• [What this task involves]:
Leaving out all images, write out the records that follow exactly.

• [Provided data]:
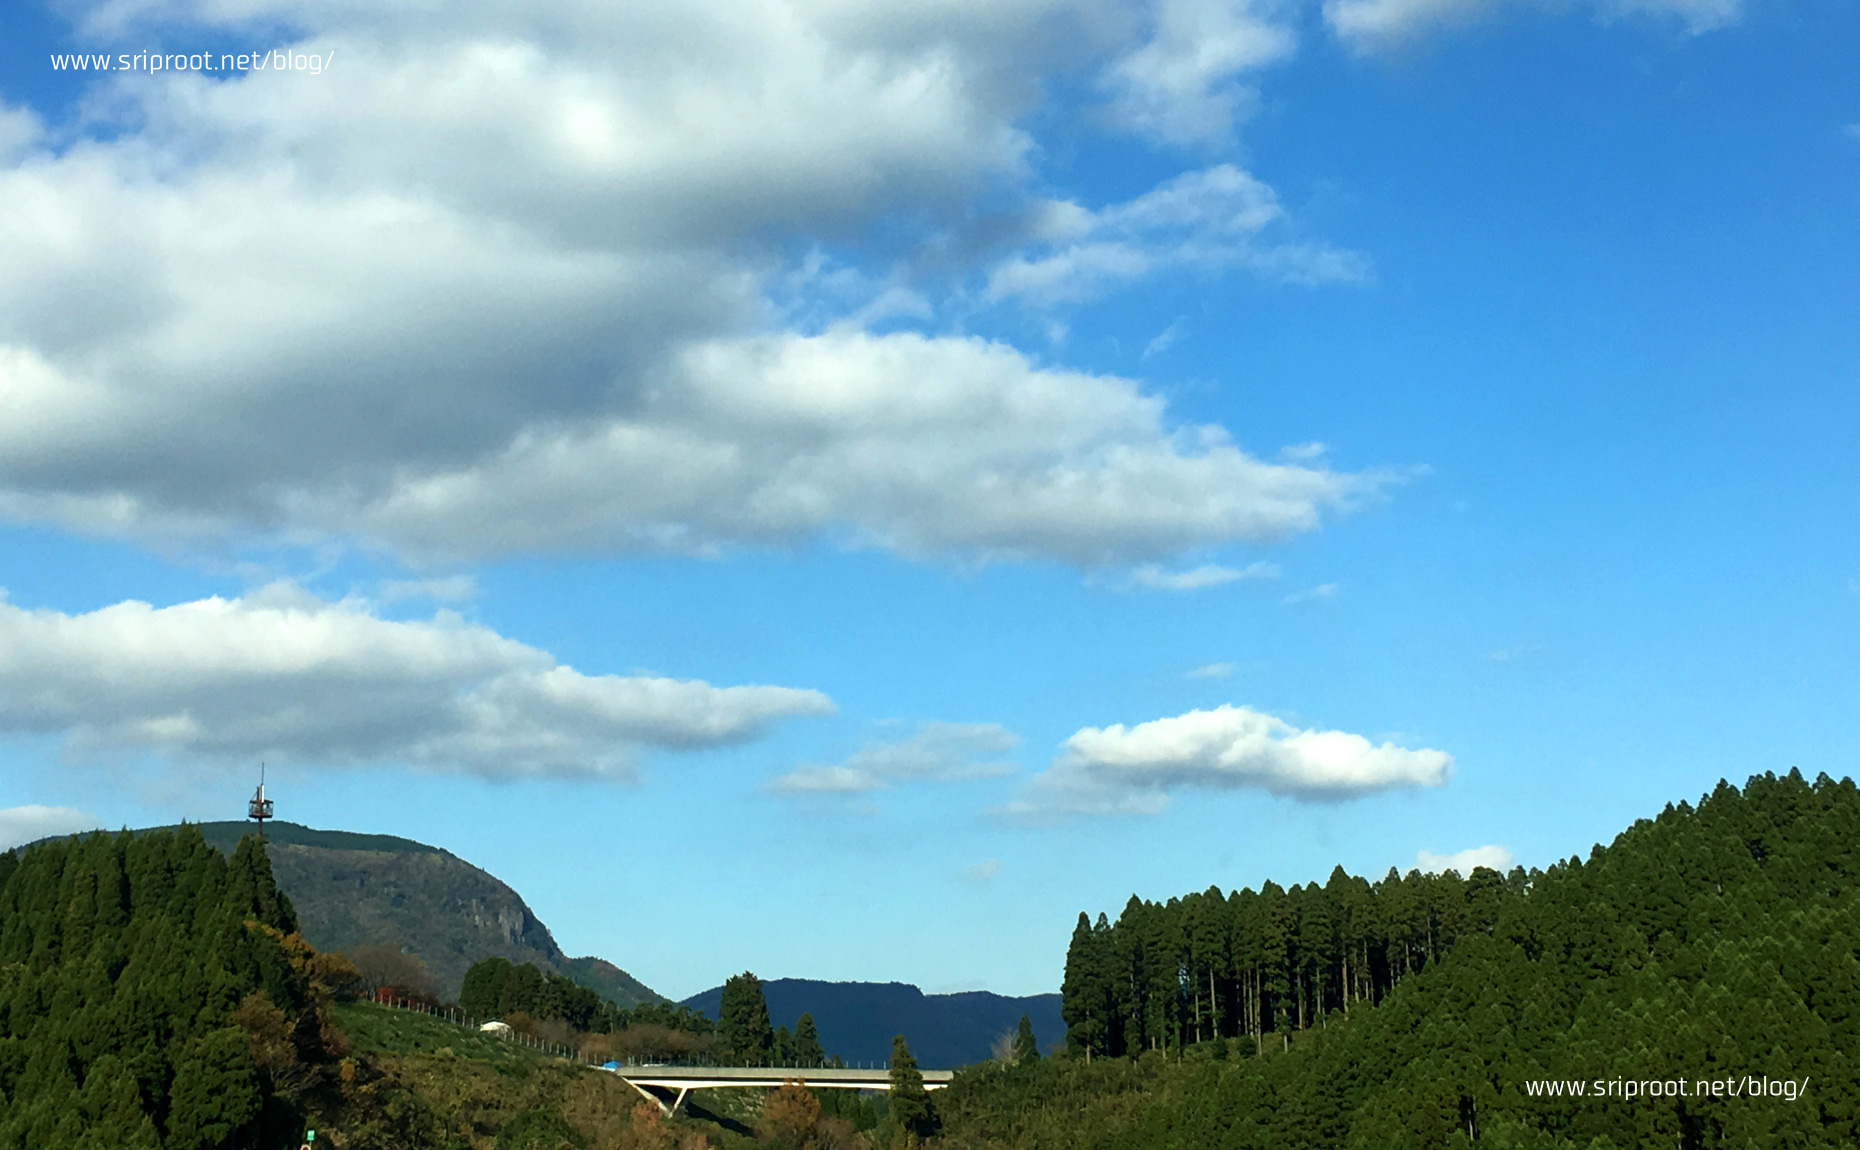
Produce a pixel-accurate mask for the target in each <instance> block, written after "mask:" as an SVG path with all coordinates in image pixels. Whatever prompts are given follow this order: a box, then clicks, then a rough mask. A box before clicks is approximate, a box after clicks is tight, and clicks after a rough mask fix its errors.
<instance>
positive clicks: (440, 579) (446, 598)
mask: <svg viewBox="0 0 1860 1150" xmlns="http://www.w3.org/2000/svg"><path fill="white" fill-rule="evenodd" d="M379 594H381V601H385V603H404V601H407V599H433V601H437V603H465V601H471V599H476V597H478V581H476V579H472V577H471V575H441V577H439V579H383V581H381V592H379Z"/></svg>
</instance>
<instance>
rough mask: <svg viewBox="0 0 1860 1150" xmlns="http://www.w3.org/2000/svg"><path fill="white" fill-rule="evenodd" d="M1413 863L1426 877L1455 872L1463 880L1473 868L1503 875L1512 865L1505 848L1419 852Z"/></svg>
mask: <svg viewBox="0 0 1860 1150" xmlns="http://www.w3.org/2000/svg"><path fill="white" fill-rule="evenodd" d="M1414 863H1415V867H1419V869H1421V871H1427V873H1428V875H1440V873H1443V871H1456V873H1458V875H1460V876H1462V878H1464V876H1468V875H1471V873H1473V869H1475V867H1490V869H1494V871H1497V873H1499V875H1503V873H1505V871H1508V869H1510V865H1512V854H1510V850H1507V849H1505V847H1468V849H1466V850H1455V852H1453V854H1434V852H1432V850H1421V852H1417V854H1415V856H1414Z"/></svg>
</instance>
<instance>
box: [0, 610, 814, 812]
mask: <svg viewBox="0 0 1860 1150" xmlns="http://www.w3.org/2000/svg"><path fill="white" fill-rule="evenodd" d="M831 711H833V703H831V702H830V700H828V698H826V696H824V694H820V692H817V690H796V689H789V687H711V685H709V683H703V681H692V679H664V677H640V675H629V677H623V675H584V674H580V672H577V670H573V668H569V666H564V664H560V662H556V661H554V659H552V657H551V655H549V653H547V651H539V649H536V648H530V646H525V644H521V642H515V640H512V638H504V636H500V635H497V633H493V631H489V629H485V627H478V625H471V623H463V622H461V620H458V618H454V616H448V614H439V616H433V618H432V620H428V622H389V620H381V618H376V616H374V614H370V612H368V610H366V607H365V605H361V603H326V601H322V599H314V597H311V595H307V594H305V592H301V590H298V588H294V586H288V584H273V586H270V588H264V590H262V592H257V594H253V595H249V597H246V599H219V597H212V599H199V601H193V603H179V605H175V607H162V608H156V607H151V605H147V603H138V601H126V603H117V605H112V607H104V608H100V610H93V612H89V614H76V616H73V614H61V612H54V610H24V608H19V607H13V605H11V603H4V601H0V729H4V731H37V733H56V735H63V737H65V742H67V746H69V750H71V752H73V754H78V756H97V754H106V752H119V750H121V752H153V754H158V756H164V757H169V759H190V761H205V763H238V765H249V763H253V761H259V759H270V761H273V763H277V761H292V763H307V765H363V763H411V765H417V767H422V769H430V770H456V772H469V774H480V776H489V778H510V776H538V774H562V776H608V778H632V761H634V757H636V754H638V752H640V750H645V748H668V750H696V748H707V746H722V744H731V742H742V741H748V739H753V737H757V735H759V733H761V731H763V729H766V728H768V726H770V724H772V722H776V720H777V718H787V716H798V715H828V713H831Z"/></svg>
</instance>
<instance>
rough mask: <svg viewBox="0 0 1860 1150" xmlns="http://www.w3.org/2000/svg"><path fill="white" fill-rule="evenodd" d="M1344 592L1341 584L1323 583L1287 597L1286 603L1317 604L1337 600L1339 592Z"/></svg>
mask: <svg viewBox="0 0 1860 1150" xmlns="http://www.w3.org/2000/svg"><path fill="white" fill-rule="evenodd" d="M1341 590H1343V584H1341V582H1321V584H1317V586H1308V588H1304V590H1302V592H1293V594H1289V595H1285V599H1283V601H1285V603H1315V601H1322V599H1335V597H1337V592H1341Z"/></svg>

• [Problem solution]:
Produce a pixel-accurate mask for the target in each <instance> block, written after "mask:" as an SVG path with all coordinates in image pixels. Whatever prompts are given follow this order: a box, then clicks, then a rough mask. A box before clicks is approximate, a box after clicks is tight, and clicks after a rough mask fix its errors.
<instance>
positive clicks: (440, 579) (446, 598)
mask: <svg viewBox="0 0 1860 1150" xmlns="http://www.w3.org/2000/svg"><path fill="white" fill-rule="evenodd" d="M379 594H381V601H385V603H404V601H407V599H433V601H437V603H465V601H471V599H476V597H478V581H476V579H472V577H471V575H441V577H439V579H383V581H381V592H379Z"/></svg>
</instance>
<instance>
rough mask: <svg viewBox="0 0 1860 1150" xmlns="http://www.w3.org/2000/svg"><path fill="white" fill-rule="evenodd" d="M1413 863L1426 877L1455 872L1463 880L1473 868L1503 875L1512 865L1505 848L1419 852Z"/></svg>
mask: <svg viewBox="0 0 1860 1150" xmlns="http://www.w3.org/2000/svg"><path fill="white" fill-rule="evenodd" d="M1414 863H1415V867H1419V869H1421V871H1427V873H1428V875H1440V873H1443V871H1456V873H1458V875H1460V876H1462V878H1464V876H1468V875H1471V873H1473V869H1475V867H1490V869H1494V871H1497V873H1499V875H1503V873H1505V871H1508V869H1510V865H1512V854H1510V850H1507V849H1505V847H1468V849H1466V850H1455V852H1453V854H1434V852H1432V850H1421V852H1417V854H1415V856H1414Z"/></svg>
</instance>
<instance>
box: [0, 610, 814, 812]
mask: <svg viewBox="0 0 1860 1150" xmlns="http://www.w3.org/2000/svg"><path fill="white" fill-rule="evenodd" d="M831 711H833V703H831V702H830V700H828V698H826V696H824V694H820V692H817V690H796V689H789V687H711V685H709V683H703V681H692V679H664V677H640V675H629V677H623V675H584V674H580V672H577V670H573V668H569V666H564V664H560V662H556V661H554V659H552V657H551V655H549V653H547V651H539V649H536V648H530V646H525V644H521V642H515V640H512V638H504V636H500V635H497V633H493V631H489V629H485V627H478V625H471V623H463V622H461V620H458V618H454V616H448V614H439V616H433V618H432V620H428V622H389V620H381V618H376V616H374V614H370V612H368V610H366V607H365V605H361V603H326V601H322V599H314V597H311V595H307V594H305V592H301V590H298V588H294V586H288V584H273V586H270V588H264V590H262V592H257V594H253V595H249V597H246V599H219V597H212V599H199V601H193V603H179V605H175V607H162V608H156V607H151V605H147V603H138V601H126V603H117V605H112V607H104V608H100V610H93V612H89V614H76V616H73V614H61V612H54V610H24V608H19V607H13V605H11V603H4V601H0V729H4V731H37V733H56V735H63V737H65V742H67V746H69V750H71V752H73V754H78V756H97V754H106V752H119V750H121V752H153V754H158V756H164V757H169V759H190V761H205V763H238V765H249V763H253V761H259V759H270V761H273V763H277V761H292V763H307V765H363V763H411V765H417V767H422V769H430V770H456V772H469V774H480V776H489V778H510V776H538V774H562V776H608V778H632V761H634V757H636V754H638V752H640V750H645V748H668V750H696V748H707V746H722V744H731V742H742V741H748V739H753V737H757V735H759V733H761V731H763V729H766V728H768V726H770V724H772V722H776V720H777V718H787V716H798V715H828V713H831Z"/></svg>
</instance>
<instance>
rough mask: <svg viewBox="0 0 1860 1150" xmlns="http://www.w3.org/2000/svg"><path fill="white" fill-rule="evenodd" d="M1344 592L1341 584L1323 583L1287 597L1286 603L1317 604L1337 600L1339 592Z"/></svg>
mask: <svg viewBox="0 0 1860 1150" xmlns="http://www.w3.org/2000/svg"><path fill="white" fill-rule="evenodd" d="M1341 590H1343V584H1341V582H1321V584H1317V586H1308V588H1304V590H1302V592H1293V594H1289V595H1285V599H1283V601H1285V603H1315V601H1322V599H1335V597H1337V592H1341Z"/></svg>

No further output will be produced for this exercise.